■ Problem requirements
Reproduce verbatim the part of the listing below that opens with the line containing "Please segment every instance of the arched" and closes with the line containing "155], [144, 151]]", including both of those lines. Omit the pictures from your reproduction.

■ Stored rows
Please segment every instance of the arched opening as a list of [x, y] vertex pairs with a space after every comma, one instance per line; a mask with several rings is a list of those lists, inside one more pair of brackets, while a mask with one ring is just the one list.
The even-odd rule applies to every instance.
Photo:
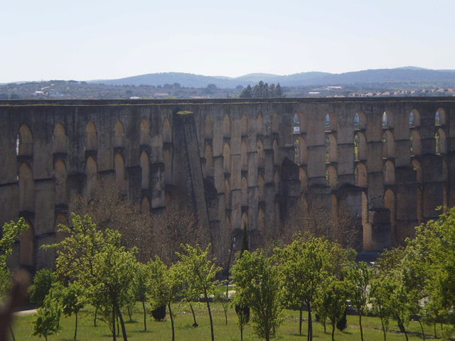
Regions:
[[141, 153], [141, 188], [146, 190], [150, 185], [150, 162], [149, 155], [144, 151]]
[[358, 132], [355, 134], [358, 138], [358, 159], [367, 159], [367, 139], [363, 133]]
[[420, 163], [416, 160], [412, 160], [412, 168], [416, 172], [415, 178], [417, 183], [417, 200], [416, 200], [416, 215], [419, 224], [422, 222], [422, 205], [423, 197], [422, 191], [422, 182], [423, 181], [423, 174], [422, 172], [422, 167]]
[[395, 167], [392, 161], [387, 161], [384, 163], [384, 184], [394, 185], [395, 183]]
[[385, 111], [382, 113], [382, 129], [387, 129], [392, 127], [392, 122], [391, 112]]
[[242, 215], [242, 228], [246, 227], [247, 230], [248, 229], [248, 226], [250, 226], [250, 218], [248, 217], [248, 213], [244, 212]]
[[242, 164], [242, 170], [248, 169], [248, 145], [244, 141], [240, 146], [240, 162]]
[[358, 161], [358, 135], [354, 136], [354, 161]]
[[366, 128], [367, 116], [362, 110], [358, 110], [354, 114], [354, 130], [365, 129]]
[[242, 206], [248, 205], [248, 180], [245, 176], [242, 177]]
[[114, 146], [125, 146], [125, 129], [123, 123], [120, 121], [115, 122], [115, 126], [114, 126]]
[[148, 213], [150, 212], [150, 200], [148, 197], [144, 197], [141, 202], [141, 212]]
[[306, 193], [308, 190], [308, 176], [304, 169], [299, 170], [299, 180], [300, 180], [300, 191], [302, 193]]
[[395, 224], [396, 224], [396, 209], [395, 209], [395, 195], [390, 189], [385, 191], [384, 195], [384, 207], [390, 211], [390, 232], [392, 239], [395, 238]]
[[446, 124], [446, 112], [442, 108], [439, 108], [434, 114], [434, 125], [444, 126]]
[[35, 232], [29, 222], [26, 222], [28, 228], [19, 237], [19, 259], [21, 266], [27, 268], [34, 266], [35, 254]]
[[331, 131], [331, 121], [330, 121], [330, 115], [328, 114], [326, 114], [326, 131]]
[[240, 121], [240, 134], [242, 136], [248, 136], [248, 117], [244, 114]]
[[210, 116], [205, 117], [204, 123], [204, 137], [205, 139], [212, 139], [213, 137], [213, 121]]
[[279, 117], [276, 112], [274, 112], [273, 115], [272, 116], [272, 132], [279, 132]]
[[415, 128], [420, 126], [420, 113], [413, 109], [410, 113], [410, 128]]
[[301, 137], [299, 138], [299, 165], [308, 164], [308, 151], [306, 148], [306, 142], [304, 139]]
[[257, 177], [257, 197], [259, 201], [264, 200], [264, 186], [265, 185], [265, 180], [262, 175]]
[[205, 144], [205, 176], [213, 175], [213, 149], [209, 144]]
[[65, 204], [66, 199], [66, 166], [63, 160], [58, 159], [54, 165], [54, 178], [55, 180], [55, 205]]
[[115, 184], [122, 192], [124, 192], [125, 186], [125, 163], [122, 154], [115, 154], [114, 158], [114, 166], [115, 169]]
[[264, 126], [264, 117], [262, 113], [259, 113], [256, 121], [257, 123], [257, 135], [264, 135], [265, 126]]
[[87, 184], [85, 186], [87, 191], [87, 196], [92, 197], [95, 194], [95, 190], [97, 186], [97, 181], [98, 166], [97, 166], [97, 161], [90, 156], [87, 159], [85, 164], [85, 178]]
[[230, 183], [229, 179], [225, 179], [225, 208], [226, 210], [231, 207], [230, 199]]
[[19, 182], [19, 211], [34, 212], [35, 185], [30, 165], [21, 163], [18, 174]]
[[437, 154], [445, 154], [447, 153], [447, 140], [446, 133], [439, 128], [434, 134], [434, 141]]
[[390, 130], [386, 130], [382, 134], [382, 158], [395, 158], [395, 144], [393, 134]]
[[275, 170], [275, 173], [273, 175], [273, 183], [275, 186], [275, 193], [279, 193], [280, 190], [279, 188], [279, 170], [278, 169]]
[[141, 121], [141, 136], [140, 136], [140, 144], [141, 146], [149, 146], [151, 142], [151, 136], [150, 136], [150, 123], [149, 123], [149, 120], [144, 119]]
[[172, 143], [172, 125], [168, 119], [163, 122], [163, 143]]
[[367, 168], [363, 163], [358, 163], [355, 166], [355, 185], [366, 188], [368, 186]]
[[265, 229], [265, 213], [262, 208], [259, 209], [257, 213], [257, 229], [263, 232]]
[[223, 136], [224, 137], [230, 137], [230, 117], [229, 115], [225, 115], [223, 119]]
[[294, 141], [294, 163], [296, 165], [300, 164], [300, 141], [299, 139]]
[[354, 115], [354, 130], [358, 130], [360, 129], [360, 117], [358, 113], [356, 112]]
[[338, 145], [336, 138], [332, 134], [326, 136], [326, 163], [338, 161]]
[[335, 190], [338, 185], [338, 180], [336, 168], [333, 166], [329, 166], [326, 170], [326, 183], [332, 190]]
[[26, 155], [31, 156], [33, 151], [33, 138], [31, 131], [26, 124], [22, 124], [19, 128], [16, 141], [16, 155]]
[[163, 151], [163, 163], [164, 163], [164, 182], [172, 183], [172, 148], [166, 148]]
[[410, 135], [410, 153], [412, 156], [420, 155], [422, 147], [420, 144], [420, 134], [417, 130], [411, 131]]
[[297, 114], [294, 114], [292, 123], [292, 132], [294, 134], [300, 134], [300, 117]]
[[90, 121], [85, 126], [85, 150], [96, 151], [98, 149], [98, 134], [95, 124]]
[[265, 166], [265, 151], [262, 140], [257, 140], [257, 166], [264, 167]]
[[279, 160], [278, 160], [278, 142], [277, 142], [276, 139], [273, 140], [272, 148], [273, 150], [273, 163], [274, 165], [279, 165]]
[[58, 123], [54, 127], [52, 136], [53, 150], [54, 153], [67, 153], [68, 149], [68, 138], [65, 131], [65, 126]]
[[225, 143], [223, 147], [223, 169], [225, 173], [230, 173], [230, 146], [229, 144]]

---

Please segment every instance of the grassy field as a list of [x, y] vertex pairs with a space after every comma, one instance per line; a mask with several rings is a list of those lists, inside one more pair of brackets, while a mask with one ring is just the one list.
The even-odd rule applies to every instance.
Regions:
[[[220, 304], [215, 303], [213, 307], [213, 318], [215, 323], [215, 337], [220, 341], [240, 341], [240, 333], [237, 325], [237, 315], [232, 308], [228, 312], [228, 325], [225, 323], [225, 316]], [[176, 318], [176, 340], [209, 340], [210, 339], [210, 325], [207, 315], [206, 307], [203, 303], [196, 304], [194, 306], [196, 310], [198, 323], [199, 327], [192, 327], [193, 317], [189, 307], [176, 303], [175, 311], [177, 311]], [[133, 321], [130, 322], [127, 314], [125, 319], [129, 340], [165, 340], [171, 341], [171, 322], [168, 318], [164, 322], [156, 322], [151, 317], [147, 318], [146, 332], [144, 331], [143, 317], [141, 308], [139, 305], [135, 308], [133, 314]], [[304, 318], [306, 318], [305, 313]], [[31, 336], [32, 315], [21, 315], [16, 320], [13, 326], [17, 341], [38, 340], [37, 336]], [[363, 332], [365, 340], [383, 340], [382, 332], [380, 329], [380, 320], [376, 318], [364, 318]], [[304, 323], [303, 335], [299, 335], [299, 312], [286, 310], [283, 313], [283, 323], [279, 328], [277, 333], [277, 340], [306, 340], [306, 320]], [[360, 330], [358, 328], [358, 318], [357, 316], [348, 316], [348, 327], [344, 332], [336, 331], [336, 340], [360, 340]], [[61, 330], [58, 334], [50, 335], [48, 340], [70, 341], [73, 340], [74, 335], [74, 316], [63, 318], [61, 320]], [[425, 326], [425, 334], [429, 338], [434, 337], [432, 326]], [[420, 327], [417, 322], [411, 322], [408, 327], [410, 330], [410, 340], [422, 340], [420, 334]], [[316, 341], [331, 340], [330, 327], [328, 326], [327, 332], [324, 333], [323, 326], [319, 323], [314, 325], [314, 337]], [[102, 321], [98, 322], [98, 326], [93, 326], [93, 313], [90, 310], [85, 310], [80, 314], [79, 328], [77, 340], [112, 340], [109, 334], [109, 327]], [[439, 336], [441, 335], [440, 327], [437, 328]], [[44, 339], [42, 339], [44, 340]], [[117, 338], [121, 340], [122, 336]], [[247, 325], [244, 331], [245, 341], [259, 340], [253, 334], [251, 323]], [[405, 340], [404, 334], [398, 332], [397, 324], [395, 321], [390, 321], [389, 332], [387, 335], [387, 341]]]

--

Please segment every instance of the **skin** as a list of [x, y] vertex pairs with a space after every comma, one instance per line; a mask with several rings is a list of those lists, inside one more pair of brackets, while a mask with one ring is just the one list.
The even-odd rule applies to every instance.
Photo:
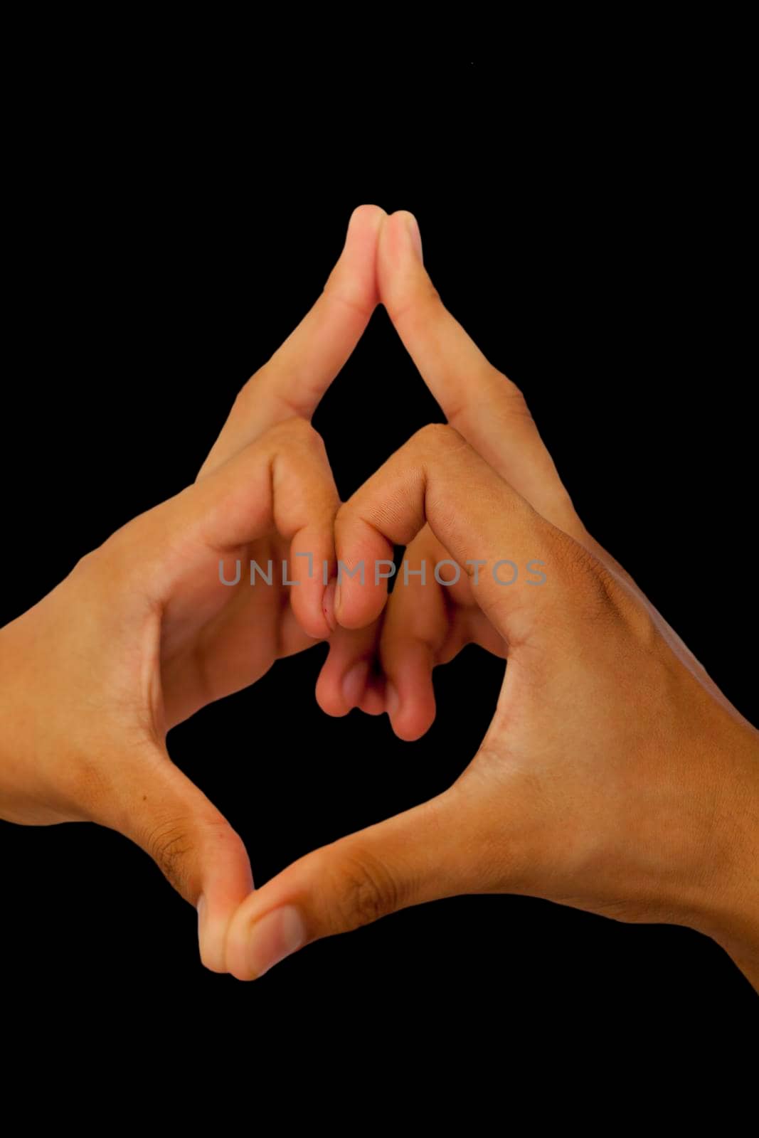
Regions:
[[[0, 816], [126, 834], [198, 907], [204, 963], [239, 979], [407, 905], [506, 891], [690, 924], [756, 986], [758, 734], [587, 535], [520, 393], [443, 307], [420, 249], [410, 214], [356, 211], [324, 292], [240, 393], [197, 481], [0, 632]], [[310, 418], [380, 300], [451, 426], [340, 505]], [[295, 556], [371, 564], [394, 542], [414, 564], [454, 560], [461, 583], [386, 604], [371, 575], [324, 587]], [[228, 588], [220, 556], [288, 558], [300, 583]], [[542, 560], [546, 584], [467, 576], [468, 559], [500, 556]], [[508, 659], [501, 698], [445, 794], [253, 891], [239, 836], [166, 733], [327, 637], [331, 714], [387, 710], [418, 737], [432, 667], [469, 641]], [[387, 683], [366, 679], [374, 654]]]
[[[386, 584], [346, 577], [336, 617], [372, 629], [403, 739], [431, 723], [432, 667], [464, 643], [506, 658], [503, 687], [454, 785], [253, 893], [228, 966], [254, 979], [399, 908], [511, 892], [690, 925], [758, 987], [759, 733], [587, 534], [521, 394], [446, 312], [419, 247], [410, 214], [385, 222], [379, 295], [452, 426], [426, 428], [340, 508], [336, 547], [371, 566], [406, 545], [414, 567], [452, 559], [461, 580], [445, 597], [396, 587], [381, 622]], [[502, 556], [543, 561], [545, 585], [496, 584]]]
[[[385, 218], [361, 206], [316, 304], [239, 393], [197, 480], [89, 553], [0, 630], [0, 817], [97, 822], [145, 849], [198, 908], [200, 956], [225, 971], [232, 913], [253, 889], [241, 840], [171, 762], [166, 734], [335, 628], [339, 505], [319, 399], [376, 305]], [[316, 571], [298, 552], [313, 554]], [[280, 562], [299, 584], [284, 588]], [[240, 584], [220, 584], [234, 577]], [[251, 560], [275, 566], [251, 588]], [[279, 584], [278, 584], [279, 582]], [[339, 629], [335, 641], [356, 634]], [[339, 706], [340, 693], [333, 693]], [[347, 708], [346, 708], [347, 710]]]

■ Response to the exercise
Please segment every instance of the arched opening as a list of [x, y] vertex pairs with a space after every comma, one instance per line; a mask with several rings is a list of those lists, inside one more pair of brackets, while a mask with one ring is just the one list.
The even-odd rule applies to every instance.
Photo:
Regions:
[[141, 153], [141, 188], [146, 190], [150, 185], [150, 162], [149, 155], [144, 151]]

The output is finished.